### [TASKS]
A. Return the portion of the advice letter starting with "I swore to my" and going on through "reason to lie...", word for word.
B. In the advice letter, condense the paragraph that opens "One day he got news from home" into a shorter version that keeps its main facts.

### [PASSAGE TO READ]
------------------------------------------------------------
My Boyfriend Believes a Lie
Visitor's Question from a 21-30 year old Female
I have a boyfriend, we are together since November 2002. I love him very much, just like he loves me. We were working on the cruise ship, living in the same cabin. Everything was perfect (small fights or arguments just like other couples - no big deal).
One day he got news from home that his father is in bad condition so he had to leave work and go home for emergency reasons. He came back after 3 weeks. The day he came back he moved from our cabin. I was talking on the phone outside of the ship when my friend came and she told me that my boyfriend is moving cabin and doesn't want to know anything about me. She said that he knows that I slept with some guy while he was home (his father died).
I was so shocked, because that was a complete lie, I went straight to talk to him, but he doesn't believe me. He told me, that one of his friend emailed him while he was home and said, that one guy told him, that he had sex with me. That guy asked not to tell anything to my boyfriend. Anyway, it is not true and I know why he said all this lie. The guy was atacking me when my boyfriend was home, trying to kiss me and told me very clearly that he wants me. I refused him of course and look what happened now. He made this story and left. He is somewhere home now and no way to find him.
I swore to my boyfriend it is not true, told him everything how the guy was aproaching me, but he says he doesn't believe. And the reason he doesn't believe me is that he doesn't understand why that other guy should lie. He thinks he has no reason to lie...
Help me what should I do?
You are demonstrating right now why it is SO INCREDIBLY important to have honesty and trust in a relationship. You have to believe fully and completely in each other, that you will always honor and love each other and never lie to them. It seems that your boyfriend wasn't at that point with you. You really need to soul search and ask yourself why. Were you less than honest with him at some point in the past? Was there some other incident where you held things back from him? Why would he trust you completely up until now and then completely discount what you're saying?
------------------------------------------------------------
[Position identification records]
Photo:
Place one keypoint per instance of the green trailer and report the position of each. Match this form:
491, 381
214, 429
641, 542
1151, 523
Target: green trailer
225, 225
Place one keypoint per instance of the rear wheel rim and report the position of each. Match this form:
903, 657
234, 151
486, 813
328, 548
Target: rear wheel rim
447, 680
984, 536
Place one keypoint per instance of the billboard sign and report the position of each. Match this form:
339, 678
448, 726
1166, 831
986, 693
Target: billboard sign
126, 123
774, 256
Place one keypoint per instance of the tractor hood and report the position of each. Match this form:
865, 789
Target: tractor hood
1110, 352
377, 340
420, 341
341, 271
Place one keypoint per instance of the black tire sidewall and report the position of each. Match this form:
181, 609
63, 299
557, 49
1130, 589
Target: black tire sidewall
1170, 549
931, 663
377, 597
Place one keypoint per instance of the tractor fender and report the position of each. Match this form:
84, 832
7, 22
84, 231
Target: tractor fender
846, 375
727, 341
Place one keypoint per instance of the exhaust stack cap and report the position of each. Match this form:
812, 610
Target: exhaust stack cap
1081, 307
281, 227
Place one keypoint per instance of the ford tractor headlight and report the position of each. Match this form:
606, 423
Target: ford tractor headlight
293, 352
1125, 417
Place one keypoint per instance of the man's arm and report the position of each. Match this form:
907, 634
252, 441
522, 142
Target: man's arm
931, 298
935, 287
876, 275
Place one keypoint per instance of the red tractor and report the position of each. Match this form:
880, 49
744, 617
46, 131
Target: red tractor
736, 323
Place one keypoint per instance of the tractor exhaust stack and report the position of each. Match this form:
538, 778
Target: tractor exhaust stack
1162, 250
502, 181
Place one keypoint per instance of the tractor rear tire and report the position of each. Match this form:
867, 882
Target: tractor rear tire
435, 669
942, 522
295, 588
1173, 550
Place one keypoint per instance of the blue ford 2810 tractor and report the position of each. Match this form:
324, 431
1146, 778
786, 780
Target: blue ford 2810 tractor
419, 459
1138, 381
------------------------------------------------------------
### [OUTPUTS]
A.
I swore to my boyfriend it is not true, told him everything how the guy was aproaching me, but he says he doesn't believe. And the reason he doesn't believe me is that he doesn't understand why that other guy should lie. He thinks he has no reason to lie...

B. After hearing that his father was in bad condition, my boyfriend left work on the ship for an emergency and came back three weeks later. On the day he returned, he moved out of our cabin. While I was on the phone outside the ship, a friend told me he was changing cabins, wanted nothing to do with me, and believed I had slept with another guy while he was home, where his father had died.